** begin Reading text **

Wow that is a lot of good information. I knew about the others. I saw them on eBay for sale a lot of them are cheap especially the 2020. But the 682 reigns supreme with value.I will definitely remove the linkages to check to see how the wobble is affected. This is all great information. I don't know how you guys get so knowledgable. He's blown away that everyone on the Internet is so helpful with this stuff. I keep telling him. He needs to be the one on here explaining everything. Because I don't speak Lionel postwar trains. Lol see I would say change out each traction motor. Flange height is too high. Lol


----------



## teledoc (Oct 22, 2014)

Greg, I forgot to mention one Crucial point with the 682 linkage. The added oiler linkage is not attached to the body with a HEX head SCREW. It is actually a pressed in stud, that has knurled edges to grab into the casting. DO NOT..repeat..DO NOT try to unscrew them with a nut driver as you will snap them off. I think, as I don't have a 682, that you can leave the added linkage on the shell, and just remove the long side rods. The side rods have to come off, in order to check each axle independently, for a worn bushing, or bent axle. If you look at my previous post, you see what the bushings look like in the frame.

The 682 was improved appearance wise, by adding the oiler linkage, and white stripe. It was basically to improve sales. Therefore the more desirable S2 turbine from Lionel.

Below are two photos, one showing the drive stud for the oiler linkage, and a side by side comparison of a normal turbine shell casting, and the extra boss added to a 682, for the extra linkage. There were a number of posts here, and other forums referring to people attempting to pass a standard turbine shell off as a faked 682. It cannot be done, period!!
The shell casting on top is a normal turbine shell, the bottom one is the 682 shell with the added boss for the linkage, and you can see, it is next to impossible to fake it, without a lot of effort and time.


----------



## teledoc (Oct 22, 2014)

Have you had the chance to pull the side rods off yet? Just curious.


----------



## T-Man (May 16, 2008)

teledoc said:


> Bob, Here is a photo of the 2020 frame that I still haven't put the wheels back on yet. For parts the bushings are pressed into the frame, and a tight fit. The bushing is 671-20 bushing, the front and rear axles are swaged, one for the cam to smoke lever, and the other for worm wheel. The center two axles are smooth 671-25, swaged are 671-21. There is no way to put the type of bearing you are mentioning, as the 671-20 is made for the turbines.
> 
> View attachment 132049


Of course you can do it. The bearing I used had a 3/16th hole 5/16th outside diameter and 3/16ths deep. I punched out the bushing from the inside with a drift pin. The trick was to center the worm drive. If you look closely the ends are swaged but are less than the shaft diameter so the bearing will fit up. I placed the bearings on the axle first, one side then place on frame to fit up the worm gear , then the other bearing. Only one bearing was sloppy in the frame on the outer edge and I used Loctite on it. Spinning the bearing after each movement was crucial because of binding.


----------



## callmeIshmael2 (May 28, 2012)

Hey, RandomTask, what a new resource we have in "KAHL" (above), who is offering to install needed parts, etc., and who has a press! Thank you, Kahl, for your generous spirit, and I'm sure this site will be wanting to tune you in real fast. Welcome, didn't see your inclusion, but you're in good company here. Random Task, take note!


----------

** end Reading text **
** begin Given data **

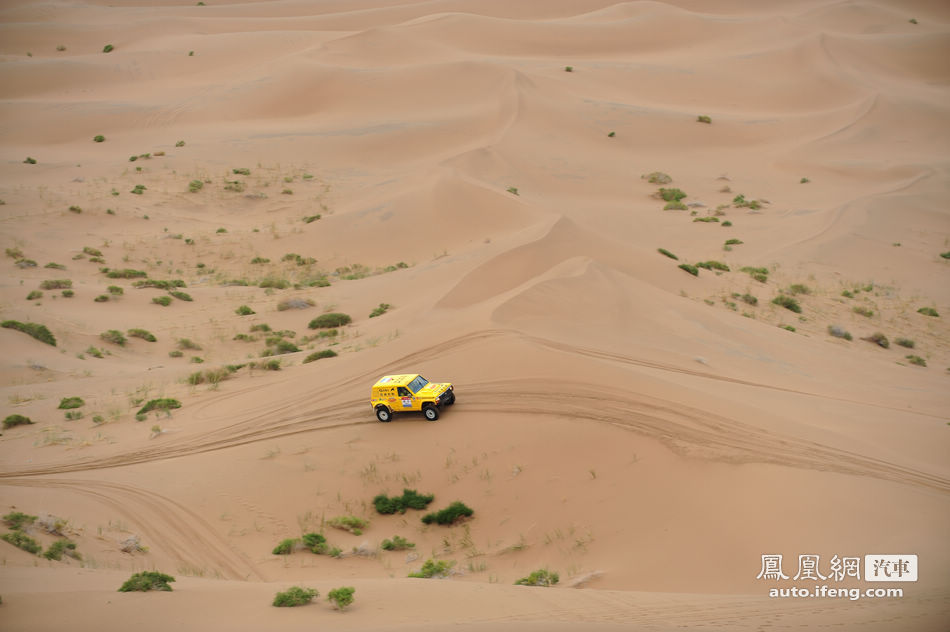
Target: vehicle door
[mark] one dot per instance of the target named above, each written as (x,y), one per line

** end Given data **

▶ [Directions]
Copy the part of the Lionel turbine forum thread from "Hey, RandomTask, what" to "Task, take note!", word for word.

▶ [Final answer]
Hey, RandomTask, what a new resource we have in "KAHL" (above), who is offering to install needed parts, etc., and who has a press! Thank you, Kahl, for your generous spirit, and I'm sure this site will be wanting to tune you in real fast. Welcome, didn't see your inclusion, but you're in good company here. Random Task, take note!